→ WHAT YOU SHOULD DO
Copy the data below exactly.
>> begin RECORDS FOR PROCESSING
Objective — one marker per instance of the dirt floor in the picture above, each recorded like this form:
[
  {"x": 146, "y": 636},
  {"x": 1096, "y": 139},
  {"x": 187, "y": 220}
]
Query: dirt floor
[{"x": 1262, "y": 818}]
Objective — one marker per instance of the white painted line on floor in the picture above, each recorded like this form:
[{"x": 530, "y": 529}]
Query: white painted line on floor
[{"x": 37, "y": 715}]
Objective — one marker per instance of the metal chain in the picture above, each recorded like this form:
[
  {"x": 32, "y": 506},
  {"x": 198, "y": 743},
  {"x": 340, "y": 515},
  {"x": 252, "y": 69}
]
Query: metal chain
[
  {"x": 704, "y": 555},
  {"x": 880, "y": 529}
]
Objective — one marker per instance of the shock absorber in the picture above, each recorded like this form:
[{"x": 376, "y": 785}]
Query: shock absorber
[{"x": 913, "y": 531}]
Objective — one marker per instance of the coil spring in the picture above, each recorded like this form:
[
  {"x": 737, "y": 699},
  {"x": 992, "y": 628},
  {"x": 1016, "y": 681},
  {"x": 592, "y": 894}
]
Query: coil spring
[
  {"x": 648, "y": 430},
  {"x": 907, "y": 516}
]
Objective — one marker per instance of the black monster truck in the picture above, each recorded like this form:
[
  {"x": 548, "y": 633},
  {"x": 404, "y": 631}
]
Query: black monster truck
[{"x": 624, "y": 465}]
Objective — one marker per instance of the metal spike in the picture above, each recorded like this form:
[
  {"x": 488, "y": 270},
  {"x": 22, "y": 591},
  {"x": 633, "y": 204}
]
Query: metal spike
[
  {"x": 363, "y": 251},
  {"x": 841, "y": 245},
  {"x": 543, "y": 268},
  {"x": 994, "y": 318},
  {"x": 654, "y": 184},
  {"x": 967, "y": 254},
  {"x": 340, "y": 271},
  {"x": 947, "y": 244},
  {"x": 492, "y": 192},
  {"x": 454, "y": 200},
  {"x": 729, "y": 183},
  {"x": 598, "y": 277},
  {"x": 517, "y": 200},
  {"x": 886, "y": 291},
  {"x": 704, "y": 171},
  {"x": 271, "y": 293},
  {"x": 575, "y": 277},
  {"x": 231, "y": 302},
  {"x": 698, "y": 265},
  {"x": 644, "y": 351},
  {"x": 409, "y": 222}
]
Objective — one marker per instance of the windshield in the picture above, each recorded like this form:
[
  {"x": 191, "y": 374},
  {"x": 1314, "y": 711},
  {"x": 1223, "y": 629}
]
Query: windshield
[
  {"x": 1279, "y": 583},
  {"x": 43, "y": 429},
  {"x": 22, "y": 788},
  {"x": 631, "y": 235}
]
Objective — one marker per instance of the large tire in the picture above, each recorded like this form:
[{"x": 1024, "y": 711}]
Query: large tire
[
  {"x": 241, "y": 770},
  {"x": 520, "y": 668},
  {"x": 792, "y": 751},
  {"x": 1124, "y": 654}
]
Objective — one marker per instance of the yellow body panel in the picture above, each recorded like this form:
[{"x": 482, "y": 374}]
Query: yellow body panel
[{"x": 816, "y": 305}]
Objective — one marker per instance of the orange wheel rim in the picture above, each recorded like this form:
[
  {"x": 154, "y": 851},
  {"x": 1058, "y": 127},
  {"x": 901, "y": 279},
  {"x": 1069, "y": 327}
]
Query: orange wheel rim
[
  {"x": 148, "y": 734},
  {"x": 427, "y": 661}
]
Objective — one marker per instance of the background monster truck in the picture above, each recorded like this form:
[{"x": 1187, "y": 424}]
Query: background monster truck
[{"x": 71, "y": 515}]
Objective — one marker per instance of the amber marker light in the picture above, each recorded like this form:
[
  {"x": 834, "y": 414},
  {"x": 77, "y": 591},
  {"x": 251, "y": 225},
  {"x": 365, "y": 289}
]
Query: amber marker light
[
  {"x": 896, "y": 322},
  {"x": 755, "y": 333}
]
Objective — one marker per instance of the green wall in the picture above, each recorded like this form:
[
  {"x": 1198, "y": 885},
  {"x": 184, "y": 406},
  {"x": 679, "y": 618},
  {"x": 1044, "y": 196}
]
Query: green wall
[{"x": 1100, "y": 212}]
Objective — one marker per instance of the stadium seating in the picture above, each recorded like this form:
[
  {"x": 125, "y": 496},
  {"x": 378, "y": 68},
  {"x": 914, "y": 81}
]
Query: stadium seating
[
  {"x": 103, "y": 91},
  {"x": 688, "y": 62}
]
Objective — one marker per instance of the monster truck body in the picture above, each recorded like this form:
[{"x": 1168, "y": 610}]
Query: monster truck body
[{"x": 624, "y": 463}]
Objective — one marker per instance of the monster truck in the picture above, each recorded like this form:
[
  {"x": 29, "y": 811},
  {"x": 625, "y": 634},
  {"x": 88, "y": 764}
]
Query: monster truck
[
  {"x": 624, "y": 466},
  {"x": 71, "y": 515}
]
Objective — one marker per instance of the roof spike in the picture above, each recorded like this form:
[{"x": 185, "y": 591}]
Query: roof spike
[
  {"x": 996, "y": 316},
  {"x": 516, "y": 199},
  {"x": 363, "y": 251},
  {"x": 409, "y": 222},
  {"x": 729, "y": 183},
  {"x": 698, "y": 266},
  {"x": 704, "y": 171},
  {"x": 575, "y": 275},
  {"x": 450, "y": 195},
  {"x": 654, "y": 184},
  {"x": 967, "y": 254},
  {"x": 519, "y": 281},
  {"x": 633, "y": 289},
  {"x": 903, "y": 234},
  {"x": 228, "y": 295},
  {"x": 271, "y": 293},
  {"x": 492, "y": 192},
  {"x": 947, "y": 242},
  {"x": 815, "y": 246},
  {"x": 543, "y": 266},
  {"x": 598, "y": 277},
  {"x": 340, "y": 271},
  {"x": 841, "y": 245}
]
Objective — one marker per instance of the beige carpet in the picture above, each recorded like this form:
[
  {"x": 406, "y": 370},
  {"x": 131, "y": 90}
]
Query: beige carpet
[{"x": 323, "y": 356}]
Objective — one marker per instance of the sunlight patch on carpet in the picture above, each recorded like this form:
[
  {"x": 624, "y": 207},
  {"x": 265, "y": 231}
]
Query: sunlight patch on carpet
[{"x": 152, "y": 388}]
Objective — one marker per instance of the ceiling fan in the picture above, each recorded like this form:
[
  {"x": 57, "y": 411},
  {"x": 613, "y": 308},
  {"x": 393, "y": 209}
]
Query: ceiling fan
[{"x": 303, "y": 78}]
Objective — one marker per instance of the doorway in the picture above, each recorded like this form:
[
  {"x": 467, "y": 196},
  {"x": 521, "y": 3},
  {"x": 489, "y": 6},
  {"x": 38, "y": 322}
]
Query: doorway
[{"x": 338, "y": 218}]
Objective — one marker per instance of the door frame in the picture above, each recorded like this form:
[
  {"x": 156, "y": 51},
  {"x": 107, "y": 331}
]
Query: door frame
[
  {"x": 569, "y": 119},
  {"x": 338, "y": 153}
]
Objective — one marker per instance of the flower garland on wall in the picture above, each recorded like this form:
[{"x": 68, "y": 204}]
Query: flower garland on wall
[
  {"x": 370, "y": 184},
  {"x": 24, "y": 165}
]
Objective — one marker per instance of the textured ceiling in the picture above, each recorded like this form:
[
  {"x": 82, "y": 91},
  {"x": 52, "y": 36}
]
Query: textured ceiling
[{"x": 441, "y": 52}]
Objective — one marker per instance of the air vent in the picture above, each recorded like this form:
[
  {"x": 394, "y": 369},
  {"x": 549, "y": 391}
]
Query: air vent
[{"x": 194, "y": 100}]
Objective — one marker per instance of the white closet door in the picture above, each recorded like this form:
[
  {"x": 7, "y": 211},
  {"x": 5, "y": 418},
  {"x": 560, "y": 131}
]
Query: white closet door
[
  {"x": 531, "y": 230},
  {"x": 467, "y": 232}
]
>> end RECORDS FOR PROCESSING
→ CORRECT RESPONSE
Objective — one marker per instance of the dirt floor in the picture above, each recorded like this form:
[
  {"x": 146, "y": 636},
  {"x": 1096, "y": 139},
  {"x": 187, "y": 220}
]
Query: dirt floor
[{"x": 1262, "y": 818}]
Objective — one marker per instance of the white painted line on floor in the picture above, each recorded like this form:
[{"x": 530, "y": 529}]
Query: white painted line on floor
[{"x": 37, "y": 715}]
Objective — one marker per instance of the metal chain in the picture above, each recorded like this form:
[
  {"x": 32, "y": 506},
  {"x": 198, "y": 743},
  {"x": 340, "y": 515},
  {"x": 252, "y": 69}
]
Query: metal chain
[
  {"x": 704, "y": 555},
  {"x": 880, "y": 529}
]
Objective — one marker per instance of the shock absorber in the picture above, each recorded like this form:
[{"x": 376, "y": 785}]
Query: shock absorber
[{"x": 913, "y": 531}]
Objective — one marker per instance of the coil spring in the picture above, each recorded like this form:
[
  {"x": 737, "y": 699},
  {"x": 992, "y": 628},
  {"x": 1016, "y": 681},
  {"x": 592, "y": 894}
]
Query: coil spring
[
  {"x": 648, "y": 430},
  {"x": 907, "y": 516}
]
Objective — one marker per instance of the black monster truck in the picture above, each recorded like this form:
[
  {"x": 548, "y": 633},
  {"x": 404, "y": 631}
]
Query: black monster truck
[{"x": 624, "y": 465}]
Objective — one marker per instance of the metal spike in the picture above, each recorded like this form:
[
  {"x": 488, "y": 270},
  {"x": 22, "y": 591},
  {"x": 633, "y": 204}
]
Query: metal spike
[
  {"x": 363, "y": 251},
  {"x": 841, "y": 245},
  {"x": 543, "y": 268},
  {"x": 994, "y": 318},
  {"x": 654, "y": 184},
  {"x": 967, "y": 254},
  {"x": 340, "y": 271},
  {"x": 947, "y": 244},
  {"x": 492, "y": 192},
  {"x": 454, "y": 200},
  {"x": 729, "y": 183},
  {"x": 598, "y": 277},
  {"x": 517, "y": 200},
  {"x": 886, "y": 291},
  {"x": 704, "y": 171},
  {"x": 271, "y": 293},
  {"x": 575, "y": 277},
  {"x": 231, "y": 302},
  {"x": 698, "y": 265},
  {"x": 644, "y": 351},
  {"x": 409, "y": 222}
]
Objective — one marker per instance of the windshield in the picture above, each recorded like this form:
[
  {"x": 191, "y": 374},
  {"x": 1314, "y": 711},
  {"x": 1223, "y": 629}
]
Query: windshield
[
  {"x": 1279, "y": 583},
  {"x": 43, "y": 429},
  {"x": 22, "y": 788},
  {"x": 631, "y": 235}
]
Objective — one marker per instance of the large tire in the picture above, each recorded like this form:
[{"x": 1024, "y": 711}]
Query: large tire
[
  {"x": 241, "y": 770},
  {"x": 520, "y": 668},
  {"x": 792, "y": 751},
  {"x": 1124, "y": 654}
]
Objective — one marker per instance of the yellow body panel in the picture above, each recorded like this form:
[{"x": 482, "y": 374}]
Query: yellow body panel
[{"x": 816, "y": 305}]
Objective — one marker per instance of the orange wheel rim in the picture above, each recorded like this form:
[
  {"x": 154, "y": 851},
  {"x": 1058, "y": 127},
  {"x": 901, "y": 279},
  {"x": 1069, "y": 327}
]
Query: orange wheel rim
[
  {"x": 148, "y": 734},
  {"x": 427, "y": 661}
]
Objective — one marker per instance of the background monster truck in the picture above, each recorded like this form:
[{"x": 1187, "y": 424}]
Query: background monster truck
[{"x": 71, "y": 515}]
Objective — one marker per instance of the amber marker light in the picture above, each recorded like this form:
[
  {"x": 834, "y": 414},
  {"x": 77, "y": 591},
  {"x": 251, "y": 225},
  {"x": 365, "y": 289}
]
Query: amber marker light
[
  {"x": 896, "y": 322},
  {"x": 755, "y": 333}
]
Objective — one marker per instance of the green wall in the picture above, each recorded like this form:
[
  {"x": 1198, "y": 885},
  {"x": 184, "y": 406},
  {"x": 679, "y": 618},
  {"x": 1044, "y": 196}
]
Query: green wall
[{"x": 1100, "y": 212}]
Objective — one marker per instance of the stadium seating in the picture above, each recorded like this form:
[
  {"x": 125, "y": 496},
  {"x": 378, "y": 68},
  {"x": 914, "y": 81}
]
Query: stadium seating
[
  {"x": 103, "y": 91},
  {"x": 688, "y": 62}
]
Objective — one marker per instance of the monster truck body in the picture above, each recorded like this form:
[{"x": 1168, "y": 610}]
Query: monster truck body
[{"x": 624, "y": 463}]
Objective — one marker per instance of the monster truck in the picture above, each recorded like this form:
[
  {"x": 29, "y": 811},
  {"x": 625, "y": 634},
  {"x": 88, "y": 764}
]
Query: monster truck
[
  {"x": 624, "y": 466},
  {"x": 71, "y": 515}
]
Objective — one marker per instance of the roof spike in the picture above, each recorded like this form:
[{"x": 185, "y": 591}]
Query: roof spike
[
  {"x": 996, "y": 316},
  {"x": 516, "y": 199},
  {"x": 363, "y": 251},
  {"x": 409, "y": 222},
  {"x": 729, "y": 183},
  {"x": 698, "y": 266},
  {"x": 704, "y": 171},
  {"x": 575, "y": 275},
  {"x": 450, "y": 195},
  {"x": 654, "y": 184},
  {"x": 967, "y": 254},
  {"x": 519, "y": 281},
  {"x": 633, "y": 289},
  {"x": 903, "y": 234},
  {"x": 228, "y": 295},
  {"x": 271, "y": 293},
  {"x": 492, "y": 192},
  {"x": 947, "y": 242},
  {"x": 815, "y": 246},
  {"x": 543, "y": 266},
  {"x": 598, "y": 277},
  {"x": 340, "y": 271},
  {"x": 841, "y": 245}
]
Objective — one marker per instance of the beige carpet in the picture above, each recorded like this form:
[
  {"x": 406, "y": 370},
  {"x": 131, "y": 90}
]
Query: beige carpet
[{"x": 323, "y": 356}]
Objective — one marker per instance of the sunlight patch on carpet in the picture above, each recorded like this form:
[
  {"x": 624, "y": 207},
  {"x": 265, "y": 231}
]
Query: sunlight patch on carpet
[{"x": 152, "y": 388}]
Objective — one marker per instance of the ceiling fan in the picture above, each recorded like this form:
[
  {"x": 57, "y": 411},
  {"x": 613, "y": 308},
  {"x": 393, "y": 209}
]
Query: ceiling fan
[{"x": 303, "y": 78}]
Objective — one marker per instance of the doorway in the picture above, each recorded like this form:
[
  {"x": 467, "y": 196},
  {"x": 521, "y": 3},
  {"x": 489, "y": 6},
  {"x": 38, "y": 322}
]
Query: doorway
[{"x": 338, "y": 218}]
Objective — one marker per instance of the door frame in the picture above, each recorded like this form:
[
  {"x": 156, "y": 51},
  {"x": 107, "y": 331}
]
Query: door frame
[
  {"x": 569, "y": 119},
  {"x": 338, "y": 153}
]
Objective — one marker per instance of the flower garland on wall in the picture above, each recorded like this form:
[{"x": 68, "y": 204}]
Query: flower garland on wall
[
  {"x": 370, "y": 184},
  {"x": 24, "y": 165}
]
Objective — one marker per instance of the textured ceiling in the picture above, each recorded like this form:
[
  {"x": 82, "y": 91},
  {"x": 52, "y": 36}
]
Query: textured ceiling
[{"x": 441, "y": 52}]
Objective — one marker per instance of the air vent in the picture above, each recorded like this form:
[
  {"x": 394, "y": 369},
  {"x": 549, "y": 391}
]
Query: air vent
[{"x": 194, "y": 100}]
Objective — one marker per instance of the white closet door in the picture above, each recorded like this form:
[
  {"x": 7, "y": 211},
  {"x": 5, "y": 418},
  {"x": 560, "y": 131}
]
Query: white closet door
[
  {"x": 531, "y": 230},
  {"x": 467, "y": 232}
]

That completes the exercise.